* [INSTRUCTIONS FOR THE TASK]: Using the entries below, output exactly the lines from the one containing "the white baseball" through the final line, both included, and no others.

* [DATA IN THIS EXERCISE]:

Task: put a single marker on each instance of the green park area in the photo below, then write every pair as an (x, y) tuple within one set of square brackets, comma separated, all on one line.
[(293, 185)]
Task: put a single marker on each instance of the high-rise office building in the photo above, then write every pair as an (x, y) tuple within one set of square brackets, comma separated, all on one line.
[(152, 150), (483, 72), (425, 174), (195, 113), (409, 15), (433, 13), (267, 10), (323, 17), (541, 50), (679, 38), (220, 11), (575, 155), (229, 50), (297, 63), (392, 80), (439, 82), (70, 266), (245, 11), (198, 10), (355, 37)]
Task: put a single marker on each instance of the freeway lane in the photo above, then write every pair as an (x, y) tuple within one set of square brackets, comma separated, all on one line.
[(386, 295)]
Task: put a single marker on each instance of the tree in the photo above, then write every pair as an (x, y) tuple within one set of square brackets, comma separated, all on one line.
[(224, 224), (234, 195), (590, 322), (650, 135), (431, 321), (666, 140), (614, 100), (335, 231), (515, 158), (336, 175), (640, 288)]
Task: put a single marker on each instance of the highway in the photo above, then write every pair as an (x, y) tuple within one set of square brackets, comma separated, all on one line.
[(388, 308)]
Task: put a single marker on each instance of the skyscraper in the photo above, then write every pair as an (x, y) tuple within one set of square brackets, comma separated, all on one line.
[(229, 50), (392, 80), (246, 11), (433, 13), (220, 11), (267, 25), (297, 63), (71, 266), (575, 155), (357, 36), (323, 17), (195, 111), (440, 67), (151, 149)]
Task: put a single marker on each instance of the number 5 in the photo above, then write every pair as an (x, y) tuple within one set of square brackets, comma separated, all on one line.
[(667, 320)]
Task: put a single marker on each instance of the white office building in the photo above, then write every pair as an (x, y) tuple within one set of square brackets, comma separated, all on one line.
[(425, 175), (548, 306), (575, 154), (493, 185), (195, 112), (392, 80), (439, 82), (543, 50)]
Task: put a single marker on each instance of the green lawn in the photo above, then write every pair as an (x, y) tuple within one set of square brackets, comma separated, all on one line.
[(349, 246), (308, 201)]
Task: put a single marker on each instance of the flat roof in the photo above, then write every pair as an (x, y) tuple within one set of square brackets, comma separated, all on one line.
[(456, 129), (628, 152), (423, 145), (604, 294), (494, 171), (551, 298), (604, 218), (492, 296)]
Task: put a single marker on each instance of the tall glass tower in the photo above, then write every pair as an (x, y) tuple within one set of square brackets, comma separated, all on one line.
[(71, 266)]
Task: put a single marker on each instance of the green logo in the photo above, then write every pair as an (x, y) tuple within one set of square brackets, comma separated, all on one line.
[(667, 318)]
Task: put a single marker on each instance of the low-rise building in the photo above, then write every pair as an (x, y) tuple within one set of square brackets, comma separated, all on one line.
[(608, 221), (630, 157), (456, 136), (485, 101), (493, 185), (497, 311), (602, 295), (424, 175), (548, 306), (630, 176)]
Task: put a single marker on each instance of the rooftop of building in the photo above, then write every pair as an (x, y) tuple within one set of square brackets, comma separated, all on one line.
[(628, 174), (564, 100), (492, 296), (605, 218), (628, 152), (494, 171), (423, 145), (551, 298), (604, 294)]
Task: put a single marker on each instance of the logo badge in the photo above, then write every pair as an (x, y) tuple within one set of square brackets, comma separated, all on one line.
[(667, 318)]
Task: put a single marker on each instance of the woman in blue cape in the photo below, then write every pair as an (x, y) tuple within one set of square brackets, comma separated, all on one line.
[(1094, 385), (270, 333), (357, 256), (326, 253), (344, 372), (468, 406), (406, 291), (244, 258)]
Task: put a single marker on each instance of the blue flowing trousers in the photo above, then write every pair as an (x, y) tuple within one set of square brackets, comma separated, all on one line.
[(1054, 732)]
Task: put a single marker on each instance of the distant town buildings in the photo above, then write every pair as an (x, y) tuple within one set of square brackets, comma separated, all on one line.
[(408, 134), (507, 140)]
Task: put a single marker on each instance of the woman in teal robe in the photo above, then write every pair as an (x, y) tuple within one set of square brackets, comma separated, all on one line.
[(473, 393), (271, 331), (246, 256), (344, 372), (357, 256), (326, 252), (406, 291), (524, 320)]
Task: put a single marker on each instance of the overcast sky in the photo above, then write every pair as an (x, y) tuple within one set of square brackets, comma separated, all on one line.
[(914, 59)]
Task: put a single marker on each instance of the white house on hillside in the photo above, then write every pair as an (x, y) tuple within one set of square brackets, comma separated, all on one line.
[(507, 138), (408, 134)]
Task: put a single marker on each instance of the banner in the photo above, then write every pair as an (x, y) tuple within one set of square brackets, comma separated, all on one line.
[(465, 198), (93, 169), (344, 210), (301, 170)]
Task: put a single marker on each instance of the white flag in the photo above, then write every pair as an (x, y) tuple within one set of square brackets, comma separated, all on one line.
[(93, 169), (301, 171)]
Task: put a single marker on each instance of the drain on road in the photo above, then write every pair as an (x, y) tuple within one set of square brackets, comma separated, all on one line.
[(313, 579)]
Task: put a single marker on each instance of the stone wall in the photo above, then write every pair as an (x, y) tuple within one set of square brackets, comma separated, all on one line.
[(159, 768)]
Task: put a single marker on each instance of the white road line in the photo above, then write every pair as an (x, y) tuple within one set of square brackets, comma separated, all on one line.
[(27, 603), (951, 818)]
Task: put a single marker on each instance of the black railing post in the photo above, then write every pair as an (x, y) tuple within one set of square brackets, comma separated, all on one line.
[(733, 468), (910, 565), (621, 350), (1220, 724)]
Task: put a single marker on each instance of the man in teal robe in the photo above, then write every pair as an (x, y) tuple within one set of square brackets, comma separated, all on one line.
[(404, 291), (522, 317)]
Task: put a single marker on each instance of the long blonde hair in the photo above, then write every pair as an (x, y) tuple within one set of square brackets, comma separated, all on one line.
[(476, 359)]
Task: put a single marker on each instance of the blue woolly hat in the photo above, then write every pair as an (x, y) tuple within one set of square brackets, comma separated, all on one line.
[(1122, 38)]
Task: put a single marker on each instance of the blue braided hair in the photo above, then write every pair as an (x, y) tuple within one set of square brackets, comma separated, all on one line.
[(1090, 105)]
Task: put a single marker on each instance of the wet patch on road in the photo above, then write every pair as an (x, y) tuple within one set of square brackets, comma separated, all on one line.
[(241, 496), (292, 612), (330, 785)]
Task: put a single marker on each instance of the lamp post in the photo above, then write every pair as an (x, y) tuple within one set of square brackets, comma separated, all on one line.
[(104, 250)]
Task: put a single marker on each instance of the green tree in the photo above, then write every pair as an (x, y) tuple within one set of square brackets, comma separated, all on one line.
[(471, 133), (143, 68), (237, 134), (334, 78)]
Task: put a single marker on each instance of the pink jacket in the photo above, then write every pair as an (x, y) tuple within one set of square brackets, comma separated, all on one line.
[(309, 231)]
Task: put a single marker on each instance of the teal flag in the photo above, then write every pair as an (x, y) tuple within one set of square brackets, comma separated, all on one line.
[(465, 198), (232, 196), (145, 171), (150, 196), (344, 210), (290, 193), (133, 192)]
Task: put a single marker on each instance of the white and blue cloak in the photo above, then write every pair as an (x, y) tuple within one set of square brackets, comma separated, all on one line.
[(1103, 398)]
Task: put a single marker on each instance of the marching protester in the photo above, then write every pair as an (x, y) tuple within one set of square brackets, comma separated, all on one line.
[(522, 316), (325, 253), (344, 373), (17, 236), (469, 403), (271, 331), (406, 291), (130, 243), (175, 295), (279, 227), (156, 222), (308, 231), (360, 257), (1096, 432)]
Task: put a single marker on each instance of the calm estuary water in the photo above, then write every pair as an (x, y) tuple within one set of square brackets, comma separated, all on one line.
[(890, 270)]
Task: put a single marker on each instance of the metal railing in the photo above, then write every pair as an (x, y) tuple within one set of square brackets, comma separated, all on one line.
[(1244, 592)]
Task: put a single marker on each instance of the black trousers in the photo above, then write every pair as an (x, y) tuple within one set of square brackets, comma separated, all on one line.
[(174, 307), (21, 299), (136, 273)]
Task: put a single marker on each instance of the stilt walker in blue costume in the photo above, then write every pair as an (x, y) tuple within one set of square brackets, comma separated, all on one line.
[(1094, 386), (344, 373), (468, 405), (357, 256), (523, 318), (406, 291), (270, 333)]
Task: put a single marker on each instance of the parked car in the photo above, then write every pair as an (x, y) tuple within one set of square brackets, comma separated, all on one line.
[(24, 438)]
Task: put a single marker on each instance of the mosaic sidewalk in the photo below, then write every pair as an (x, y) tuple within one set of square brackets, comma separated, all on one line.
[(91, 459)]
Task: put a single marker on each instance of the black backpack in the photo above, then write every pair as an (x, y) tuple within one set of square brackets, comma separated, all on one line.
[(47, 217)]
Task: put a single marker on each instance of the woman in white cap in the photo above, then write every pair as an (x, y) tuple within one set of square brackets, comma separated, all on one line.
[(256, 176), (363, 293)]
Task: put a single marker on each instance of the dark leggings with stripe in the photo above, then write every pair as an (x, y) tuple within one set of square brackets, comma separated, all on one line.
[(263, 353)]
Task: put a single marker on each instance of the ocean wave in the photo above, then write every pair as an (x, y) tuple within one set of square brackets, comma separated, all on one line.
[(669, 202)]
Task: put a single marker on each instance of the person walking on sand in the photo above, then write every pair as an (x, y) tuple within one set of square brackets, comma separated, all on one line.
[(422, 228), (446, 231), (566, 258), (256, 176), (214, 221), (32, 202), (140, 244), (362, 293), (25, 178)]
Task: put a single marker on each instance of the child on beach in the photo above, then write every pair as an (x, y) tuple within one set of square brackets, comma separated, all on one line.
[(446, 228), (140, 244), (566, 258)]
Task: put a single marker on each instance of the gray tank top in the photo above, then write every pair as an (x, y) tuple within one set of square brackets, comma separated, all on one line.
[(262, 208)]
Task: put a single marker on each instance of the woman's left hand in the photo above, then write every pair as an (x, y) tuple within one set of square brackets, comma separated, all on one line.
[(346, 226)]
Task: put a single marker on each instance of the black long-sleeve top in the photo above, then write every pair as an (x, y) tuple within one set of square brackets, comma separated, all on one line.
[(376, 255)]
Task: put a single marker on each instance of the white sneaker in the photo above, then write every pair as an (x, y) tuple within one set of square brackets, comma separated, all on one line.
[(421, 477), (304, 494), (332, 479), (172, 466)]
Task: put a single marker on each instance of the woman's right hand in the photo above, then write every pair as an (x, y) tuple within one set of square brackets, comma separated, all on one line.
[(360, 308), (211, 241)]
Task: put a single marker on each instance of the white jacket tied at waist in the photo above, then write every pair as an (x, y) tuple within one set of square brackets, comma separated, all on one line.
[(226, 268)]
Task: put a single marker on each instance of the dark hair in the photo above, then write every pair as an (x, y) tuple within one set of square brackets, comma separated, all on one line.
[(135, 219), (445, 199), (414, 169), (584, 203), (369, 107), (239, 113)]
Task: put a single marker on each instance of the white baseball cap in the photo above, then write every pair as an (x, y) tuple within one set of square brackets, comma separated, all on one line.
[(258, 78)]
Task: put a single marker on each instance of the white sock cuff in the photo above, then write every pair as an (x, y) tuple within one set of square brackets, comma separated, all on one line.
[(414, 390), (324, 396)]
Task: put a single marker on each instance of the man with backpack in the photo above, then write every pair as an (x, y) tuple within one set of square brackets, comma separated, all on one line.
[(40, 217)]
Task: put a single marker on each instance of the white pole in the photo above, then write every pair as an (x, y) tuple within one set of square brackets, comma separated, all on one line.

* [RESULT]:
Task: put a single marker on each instance of the white baseball cap in the photo above, then write every pair as an (x, y) tuple within one set of square brackets, comma separated, all on one line.
[(258, 78)]
Task: put a single marker on each instance of the white sock cuff in the photo above, then write every pair as an (x, y) tuple within one set of square brackets, comma separated, all on one line.
[(414, 390), (324, 396)]
Task: put a single marker on each instance of the man with backpack in the photo above, then write every pair as an (x, y) tuple within one set of square brackets, comma separated, all on one line.
[(40, 217)]
Task: put a single marker on each instance of the white pole in the photo above, then write every pair as an (x, y) tuple within one set of square brackets, comma separated, all on one line.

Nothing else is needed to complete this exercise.